The crises that all of humanity is confronting, linked to the capitalist, extractivist, and colonial model that now dominates most societies on the planet, have reached such a magnitude that they are no longer just being denounced by the same social movements that have been talking about them for fifty years; they are now found in the official reports of governments, international organisations and scientific organisations that have not been co-opted by corporate interests. A particular feature of all these crises is their close interconnection with the industrial agri-food system — indeed, they are all deeply and causally rooted in it.
The climate crisis
The Intergovernmental Panel on Climate Change (IPCC), in its recent report to the Conference of the Parties, states that unprecedented and far-reaching changes in all aspects of society are necessary if we are to limit global warming to 1.5 °C instead of 2 °C, as stipulated in the Paris Agreement. A UN News item on that report is very explicitly titled, “Reducing global warming by 0.5°C: The difference between life and death.” 
The existing global agri-food system, promoted by a powerful transnational food industry, is responsible for nearly half of human-produced greenhouse gas emissions (the figure ranges from 44% to 57%, according to research by GRAIN over the last decade). 
In our analysis of the impact of industrial meat and dairy production, we found that, as a group, the biggest five producers of these items are today responsible for a larger volume of annual greenhouse gas emissions than Exxon, Shell, or BP, the emblematic oil companies that (for very good reason) continue to be targeted for their role in the climate crisis. .
Massive destruction of planetary biodiversity
There exists a scientific consensus that the earth is currently experiencing the sixth mass extinction of species and that, for the first time, it is being caused by a single species among the millions inhabiting this planet: human beings.
Here again, agroindustrial production takes centre stage: industrial monocultures are advancing, occupying immense areas, and destroying forests at an accelerated rate.
According to a recent FAO report, commercial agriculture and livestock production generated nearly 70% of deforestation in Latin America in the first decade of the new millennium.  From 1990 to 2005, 71% of the deforestation in Argentina, Colombia, Bolivia, Brazil, Paraguay, Peru, and Venezuela was due to increased demand for forage crops, and 14% to other commercial crops. The FAO report reads: “Deforestation, chiefly caused by the conversion of forest land to agriculture and livestock areas, threatens not only the livelihoods of foresters, forest communities and indigenous peoples, but also the variety of life on our planet. Land-use changes result in a loss of valuable habitats, land degradation, soil erosion, a decrease in clean water, and the release of carbon into the atmosphere.” 
Soil destruction by industrial agriculture
Likewise, our planet’s soils are threatened by an accelerated process of desertification due to the imposition of an extractive agricultural model that does not consider soils as living organisms, but rather as an inert substrate for industrial agriculture. Soils are one of earth’s most astonishing ecosystems, in which a bewilderingly diverse array of plants, fungi, bacteria, insects, and other living organisms — the majority of them invisible to the human eye — coexist in an unending process of creation and decomposition.

(DATA LISTING)
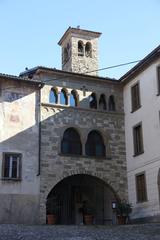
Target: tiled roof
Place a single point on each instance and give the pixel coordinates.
(143, 64)
(16, 78)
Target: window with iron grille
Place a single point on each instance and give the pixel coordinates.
(138, 139)
(141, 188)
(135, 94)
(11, 168)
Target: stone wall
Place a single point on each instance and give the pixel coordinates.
(56, 118)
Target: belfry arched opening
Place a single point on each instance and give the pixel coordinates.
(71, 195)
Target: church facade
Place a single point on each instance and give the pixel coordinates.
(63, 139)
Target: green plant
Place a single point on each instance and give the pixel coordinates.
(123, 208)
(52, 206)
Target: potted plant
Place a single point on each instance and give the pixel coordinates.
(52, 210)
(123, 210)
(87, 212)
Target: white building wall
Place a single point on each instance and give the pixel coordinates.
(149, 161)
(19, 134)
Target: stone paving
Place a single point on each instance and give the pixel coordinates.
(44, 232)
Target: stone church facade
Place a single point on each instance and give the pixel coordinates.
(62, 138)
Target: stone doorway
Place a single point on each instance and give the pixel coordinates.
(71, 193)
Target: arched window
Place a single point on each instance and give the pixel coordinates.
(73, 99)
(88, 49)
(63, 97)
(53, 96)
(93, 101)
(95, 145)
(71, 143)
(111, 103)
(80, 48)
(102, 102)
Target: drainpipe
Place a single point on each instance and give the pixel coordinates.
(39, 129)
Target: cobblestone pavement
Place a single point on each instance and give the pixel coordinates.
(126, 232)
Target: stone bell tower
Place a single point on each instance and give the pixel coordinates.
(79, 51)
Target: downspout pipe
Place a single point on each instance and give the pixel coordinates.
(39, 130)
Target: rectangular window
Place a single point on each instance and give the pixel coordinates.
(11, 166)
(138, 139)
(135, 97)
(141, 188)
(158, 79)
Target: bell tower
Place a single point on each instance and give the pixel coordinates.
(79, 51)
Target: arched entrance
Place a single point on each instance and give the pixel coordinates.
(70, 194)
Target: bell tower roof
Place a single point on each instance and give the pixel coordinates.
(80, 51)
(78, 31)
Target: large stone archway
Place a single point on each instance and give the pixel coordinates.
(48, 186)
(73, 191)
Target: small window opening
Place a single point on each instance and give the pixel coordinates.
(93, 101)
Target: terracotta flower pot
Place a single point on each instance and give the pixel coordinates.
(51, 219)
(121, 220)
(88, 219)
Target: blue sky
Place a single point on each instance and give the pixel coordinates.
(30, 30)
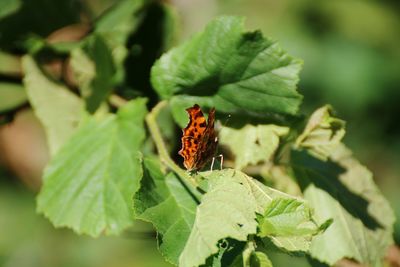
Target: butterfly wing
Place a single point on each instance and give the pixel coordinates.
(208, 144)
(192, 135)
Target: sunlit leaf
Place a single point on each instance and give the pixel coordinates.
(58, 109)
(95, 71)
(11, 96)
(89, 184)
(163, 201)
(289, 224)
(344, 191)
(322, 134)
(252, 144)
(236, 71)
(228, 209)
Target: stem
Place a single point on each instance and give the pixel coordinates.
(151, 120)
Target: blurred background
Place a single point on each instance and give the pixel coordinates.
(351, 50)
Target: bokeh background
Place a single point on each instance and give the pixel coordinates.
(351, 50)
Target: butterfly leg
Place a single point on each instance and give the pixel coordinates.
(221, 161)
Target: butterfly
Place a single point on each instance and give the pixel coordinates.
(199, 140)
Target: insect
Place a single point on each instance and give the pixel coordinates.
(199, 140)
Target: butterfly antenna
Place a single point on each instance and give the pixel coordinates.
(220, 162)
(227, 119)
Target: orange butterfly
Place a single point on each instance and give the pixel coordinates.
(199, 140)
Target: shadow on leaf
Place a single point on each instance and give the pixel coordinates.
(325, 175)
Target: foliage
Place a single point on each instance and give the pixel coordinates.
(106, 171)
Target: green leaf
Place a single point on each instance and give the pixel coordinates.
(8, 7)
(252, 144)
(40, 17)
(11, 96)
(228, 209)
(163, 201)
(259, 259)
(322, 134)
(236, 71)
(118, 22)
(88, 186)
(344, 191)
(289, 224)
(57, 108)
(10, 64)
(252, 258)
(95, 71)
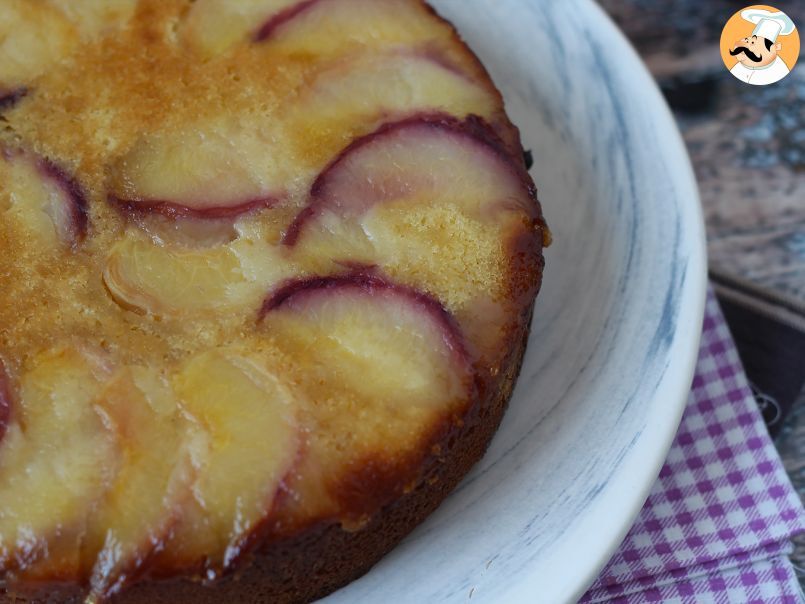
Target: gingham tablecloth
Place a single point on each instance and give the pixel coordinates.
(718, 523)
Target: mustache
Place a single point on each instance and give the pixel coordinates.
(743, 49)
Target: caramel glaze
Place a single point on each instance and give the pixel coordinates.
(378, 499)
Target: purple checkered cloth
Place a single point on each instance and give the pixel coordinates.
(718, 523)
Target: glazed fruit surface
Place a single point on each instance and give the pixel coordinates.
(257, 259)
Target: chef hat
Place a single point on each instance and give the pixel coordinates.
(769, 25)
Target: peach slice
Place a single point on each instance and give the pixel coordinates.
(250, 417)
(436, 203)
(42, 199)
(213, 26)
(216, 170)
(384, 342)
(157, 441)
(388, 373)
(325, 27)
(429, 159)
(147, 276)
(56, 460)
(33, 36)
(10, 97)
(5, 400)
(352, 97)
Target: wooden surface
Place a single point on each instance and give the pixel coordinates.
(747, 145)
(747, 142)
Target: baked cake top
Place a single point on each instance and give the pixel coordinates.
(256, 259)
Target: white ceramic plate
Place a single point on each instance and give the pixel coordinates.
(616, 327)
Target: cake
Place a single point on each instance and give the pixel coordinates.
(267, 269)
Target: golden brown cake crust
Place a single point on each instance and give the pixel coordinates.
(298, 563)
(327, 557)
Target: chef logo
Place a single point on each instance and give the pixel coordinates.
(760, 45)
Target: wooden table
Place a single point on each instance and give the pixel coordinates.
(747, 145)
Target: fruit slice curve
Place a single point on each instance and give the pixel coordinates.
(324, 27)
(156, 442)
(217, 170)
(56, 459)
(355, 95)
(41, 199)
(164, 279)
(33, 36)
(254, 440)
(385, 367)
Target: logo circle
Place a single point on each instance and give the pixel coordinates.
(760, 45)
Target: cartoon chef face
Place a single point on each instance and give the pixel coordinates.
(755, 51)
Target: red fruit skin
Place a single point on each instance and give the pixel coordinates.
(5, 400)
(372, 284)
(79, 211)
(274, 22)
(73, 193)
(474, 128)
(174, 210)
(9, 98)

(EXERCISE 1)
Answer these questions about the text on crises rooted in the industrial agri-food system:
(a) What range of figures for the agri-food system's share of human-produced greenhouse gas emissions does research by GRAIN give?
(b) According to the FAO report, what share of deforestation in Latin America in the first decade of the new millennium came from commercial agriculture and livestock production?
(c) In the section on soil destruction, how does the extractive agricultural model regard soils instead of as living organisms?
(EXERCISE 2)
Write what comes next in the text on crises rooted in the industrial agri-food system, picking up after its final sentence.

(TASK OUTPUT 1)
(a) From 44% to 57%.
(b) Nearly 70%.
(c) As an inert substrate for industrial agriculture.

(TASK OUTPUT 2)
Agricultural industrialisation, which began in Europe and North America and was later replicated with the Green Revolution in other parts of the world, began with the postulate that soil fertility could be maintained and improved using chemical fertilisers. The importance of soil organic matter was ignored or undervalued. Decades of industrialising agriculture and imposing industrial technical criteria on small-scale farming undermined the processes whereby soils obtain new organic matter, and protect the organic matter they contain from being carried away by water or wind. The effects of chemical fertiliser application and non-renewal of organic matter were not noticed immediately, since soils possessed large quantities of stored organic matter. But as time passed and this organic matter was used up, the effect became more visible — with devastating consequences in some parts of the world. 
This conclusion is ratified by the most recent FAO report on the status of the world’s soils: “the overwhelming conclusion from the regional assessments is that the majority of the world’s soil resources are in only fair, poor or very poor condition. The most significant threats to soil function at the global scale are soil erosion, loss of [soil organic carbon] and nutrient imbalance.” 
The water crisis
“By the middle of this century,” wrote the United Nations in its 2003 report on the development of the world’s water resources, “at worst 7 billion people in sixty countries will be water-scarce, at best 2 billion people in forty-eight countries.” 
Agriculture (fundamentally industrial agriculture) consumes the lion’s share of the drinking water available to human beings. According to UN figures, “agriculture accounts for 70% of fresh-water withdrawals from rivers, lakes and aquifers – up to more than 90% in some developing countries.”  It is crucial to understand that the use of water in industrial agriculture fundamentally interferes with the water cycle. Soil water retention decreases radically and the resulting runoff causes flooding, while industrial grain production for export essentially amounts to an export of millions of litres of water from producer to consumer countries. This situation causes a huge disequilibrium in the water cycle. In the 2004/2005 season, Argentina exported over 42.5 billion m³ of water in the form of grain. 
When water monopolisation, privatisation, and widespread agrotoxin contamination are added, the result is a grave problem that can only be solved if this cycle of overuse, appropriation, and contamination is broken. The human right to water, and its global recognition as an uncommodifiable public good, must be central to the work of social movements in the coming decades.
The agrotoxin-induced health and environmental crisis
The industrial model of food production is predicated on the massive use of agrotoxins, since the sale of these poisons is the main source of agribusiness revenues. The sale of Roundup (the herbicide whose active ingredient is glyphosate) accounts for 40% of Monsanto’s revenues, a larger share than it derives from selling Roundup-resistant soybeans. 
Given this economic importance, it is understandable that the global rollout of agrotoxins had to be facilitated by turning the idea that there is no other way to farm into a matter of “common sense.” Not an easy task, given that agriculture was developed over a 10,000-year period during which agrotoxins were not available.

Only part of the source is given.